**Work to be completed**
Reproduce each line of the material precisely.

(Records from a data source)
--*--
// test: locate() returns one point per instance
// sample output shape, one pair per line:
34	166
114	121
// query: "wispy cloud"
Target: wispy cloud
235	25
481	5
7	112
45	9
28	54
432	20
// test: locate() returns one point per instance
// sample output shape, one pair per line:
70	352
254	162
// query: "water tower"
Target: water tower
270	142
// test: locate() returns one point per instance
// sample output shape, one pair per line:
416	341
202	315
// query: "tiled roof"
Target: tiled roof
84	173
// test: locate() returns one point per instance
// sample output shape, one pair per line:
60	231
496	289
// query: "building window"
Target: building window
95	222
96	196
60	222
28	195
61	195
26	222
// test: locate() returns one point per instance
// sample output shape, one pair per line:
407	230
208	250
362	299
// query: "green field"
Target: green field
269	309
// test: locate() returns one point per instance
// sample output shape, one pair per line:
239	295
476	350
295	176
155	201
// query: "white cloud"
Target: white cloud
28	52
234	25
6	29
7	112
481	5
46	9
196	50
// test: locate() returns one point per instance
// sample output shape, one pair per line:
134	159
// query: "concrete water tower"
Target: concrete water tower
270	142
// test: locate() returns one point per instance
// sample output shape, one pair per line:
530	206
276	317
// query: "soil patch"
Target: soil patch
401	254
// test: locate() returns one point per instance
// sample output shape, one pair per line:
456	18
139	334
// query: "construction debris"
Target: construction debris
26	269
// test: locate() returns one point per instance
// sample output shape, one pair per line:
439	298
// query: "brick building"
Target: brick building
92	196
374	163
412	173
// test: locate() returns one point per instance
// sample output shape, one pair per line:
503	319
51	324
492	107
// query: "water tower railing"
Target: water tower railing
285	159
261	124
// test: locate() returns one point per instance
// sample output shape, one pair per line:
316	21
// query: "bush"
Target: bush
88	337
--*--
**Exercise response**
// test: locate() returns one point per instance
// sample output shape, one pair per line:
34	166
114	121
// query: "wispy cloud"
Target: wispy cloud
235	25
481	5
7	112
45	9
28	54
432	20
// test: locate() returns one point per instance
// sample output shape, one pair per line:
70	352
254	162
// query: "water tower"
Target: water tower
270	142
// test: locate() returns one point per instance
// sample output shape, one pair per line:
416	341
202	315
// query: "tiled roof"
Target: tiled roof
84	173
// test: locate() returns one point per instance
// sample output shape, one pair per line:
60	231
496	289
// query: "building window"
Target: building window
95	222
96	196
60	222
28	195
61	195
26	222
// test: locate() returns one point per instance
// sample output shape, one pair per line:
407	230
208	250
362	299
// query: "green field"
Target: green field
269	309
// test: locate() returns one point per instance
// sample output shape, one pair per line:
239	295
476	350
295	176
155	201
// query: "white cloud"
Target: white cloud
28	52
234	25
6	29
7	112
481	5
46	9
196	50
// test: locate() returns one point per instance
// sample output shape, one pair per line:
134	159
// query: "concrete water tower"
Target: concrete water tower
270	142
// test: locate() returns one point per instance
// sample output shape, one pair per line:
530	206
276	317
// query: "soil patch"
Target: soil patch
401	254
// test: locate() returns one point per instance
// sample output shape, one pair per line:
456	18
139	334
// query: "construction debris"
Target: construction debris
26	269
// test: locate() returns one point per instance
// sample output shape, one pair per line:
439	298
// query: "brick building"
Target: brick building
92	196
374	163
412	173
// test: locate() returns one point per instance
// sample output shape, one pair per line:
503	319
51	324
492	107
// query: "water tower railing"
Target: water tower railing
285	159
261	124
// test: locate() returns one point per instance
// sample output shape, one pair per line:
316	21
// query: "bush"
Target: bush
88	337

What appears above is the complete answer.